Could you give every line of the records below as a Markdown table with the columns Row and Line, numbering each row and leaving out any blank lines?

Dataset records –
## Start

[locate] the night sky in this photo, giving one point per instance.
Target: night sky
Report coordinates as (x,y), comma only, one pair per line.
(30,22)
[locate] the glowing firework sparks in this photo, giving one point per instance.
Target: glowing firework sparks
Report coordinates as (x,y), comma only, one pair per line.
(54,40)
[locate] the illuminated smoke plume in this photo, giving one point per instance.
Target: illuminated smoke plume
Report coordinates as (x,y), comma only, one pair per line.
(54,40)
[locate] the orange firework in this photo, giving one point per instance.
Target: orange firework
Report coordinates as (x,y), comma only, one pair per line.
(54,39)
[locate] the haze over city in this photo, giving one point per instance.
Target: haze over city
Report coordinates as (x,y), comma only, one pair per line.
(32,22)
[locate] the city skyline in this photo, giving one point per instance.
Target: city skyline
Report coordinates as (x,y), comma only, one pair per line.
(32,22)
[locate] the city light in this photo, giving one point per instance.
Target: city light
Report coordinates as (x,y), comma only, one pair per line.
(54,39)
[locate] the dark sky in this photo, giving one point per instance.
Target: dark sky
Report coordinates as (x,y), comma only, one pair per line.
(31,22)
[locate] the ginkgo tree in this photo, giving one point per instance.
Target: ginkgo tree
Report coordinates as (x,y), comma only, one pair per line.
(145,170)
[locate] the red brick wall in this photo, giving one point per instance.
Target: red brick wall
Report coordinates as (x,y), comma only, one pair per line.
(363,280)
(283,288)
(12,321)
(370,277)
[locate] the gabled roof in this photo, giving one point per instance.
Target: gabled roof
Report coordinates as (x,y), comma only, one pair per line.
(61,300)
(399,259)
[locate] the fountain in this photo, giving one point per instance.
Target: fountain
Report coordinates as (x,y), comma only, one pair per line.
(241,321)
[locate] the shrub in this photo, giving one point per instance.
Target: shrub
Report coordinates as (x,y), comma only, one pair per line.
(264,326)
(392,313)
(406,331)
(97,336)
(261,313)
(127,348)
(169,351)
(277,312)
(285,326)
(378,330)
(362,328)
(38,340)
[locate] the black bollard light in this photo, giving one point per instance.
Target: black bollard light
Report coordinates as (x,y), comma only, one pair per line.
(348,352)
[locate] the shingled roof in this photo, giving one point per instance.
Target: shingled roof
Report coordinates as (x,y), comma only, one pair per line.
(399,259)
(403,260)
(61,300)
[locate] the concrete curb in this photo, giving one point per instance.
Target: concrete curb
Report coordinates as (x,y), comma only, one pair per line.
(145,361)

## End

The reply –
| Row | Line |
|---|---|
| 1 | [locate] the night sky in this photo, giving one point per instance. |
| 2 | Target: night sky |
| 3 | Report coordinates as (x,y), comma only, one pair per line. |
| 4 | (30,22) |
| 5 | [locate] the glowing firework sparks in this photo, giving one point per instance. |
| 6 | Target: glowing firework sparks |
| 7 | Report coordinates as (x,y), comma only, one pair per line. |
| 8 | (54,40) |
| 9 | [locate] the illuminated smoke plume in this photo, giving one point per instance. |
| 10 | Target: illuminated smoke plume |
| 11 | Report coordinates as (x,y), comma only, one pair per line. |
| 12 | (54,40) |
| 13 | [locate] the orange firework in this photo, giving one point per instance. |
| 14 | Target: orange firework |
| 15 | Report coordinates as (x,y), comma only, one pair per line. |
| 16 | (54,39) |
| 17 | [locate] the haze over city in this photo, giving one point per instance. |
| 18 | Target: haze over city |
| 19 | Report coordinates as (x,y), comma only, one pair per line. |
| 20 | (32,22) |
| 21 | [locate] the city skyline in this photo, giving one point per instance. |
| 22 | Target: city skyline |
| 23 | Report coordinates as (x,y), comma only, one pair per line. |
| 24 | (32,22) |
| 25 | [locate] the city light in this photo, giving one point per instance. |
| 26 | Target: city light |
| 27 | Report coordinates as (x,y), comma only, one pair per line. |
| 28 | (54,39) |
| 29 | [locate] the dark sky in this photo, giving one point per instance. |
| 30 | Target: dark sky |
| 31 | Report coordinates as (x,y), comma only, one pair per line. |
| 32 | (31,22) |
| 33 | [locate] the ginkgo tree in this photo, giving one point per instance. |
| 34 | Target: ginkgo tree |
| 35 | Report coordinates as (x,y), comma only, one pair per line. |
| 36 | (145,170) |
| 37 | [locate] the red brick wall in this photo, giving one point per instance. |
| 38 | Target: red brick wall |
| 39 | Report coordinates as (x,y), comma only, one pair per line. |
| 40 | (363,280) |
| 41 | (283,288) |
| 42 | (12,321) |
| 43 | (370,277) |
| 44 | [locate] the gabled roof in this photo, giving one point per instance. |
| 45 | Target: gabled roof |
| 46 | Report coordinates as (x,y), comma only, one pair per line. |
| 47 | (61,300) |
| 48 | (399,259) |
| 49 | [locate] the fountain in this photo, giving one point per instance. |
| 50 | Target: fountain |
| 51 | Report coordinates as (x,y), comma only, one pair per line. |
| 52 | (241,321) |
| 53 | [locate] the shrub in this photo, giving one point per instance. |
| 54 | Target: shrub |
| 55 | Report coordinates as (x,y), comma only, one pair per line. |
| 56 | (264,326) |
| 57 | (392,313) |
| 58 | (406,331) |
| 59 | (97,336) |
| 60 | (261,313) |
| 61 | (127,348) |
| 62 | (169,351) |
| 63 | (277,312) |
| 64 | (285,326) |
| 65 | (378,330) |
| 66 | (362,328) |
| 67 | (38,340) |
| 68 | [locate] the black bollard light in this photo, giving one point per instance. |
| 69 | Target: black bollard light |
| 70 | Report coordinates as (x,y), comma only, one pair per line. |
| 71 | (348,352) |
| 72 | [locate] the shingled roof in this photo, giving one point per instance. |
| 73 | Target: shingled roof |
| 74 | Report coordinates as (x,y), comma only, one pair per line. |
| 75 | (399,259) |
| 76 | (403,260) |
| 77 | (61,300) |
| 78 | [locate] the concrete curb in this photo, giving one point per instance. |
| 79 | Target: concrete curb |
| 80 | Report coordinates as (x,y), comma only, one pair per line. |
| 81 | (145,361) |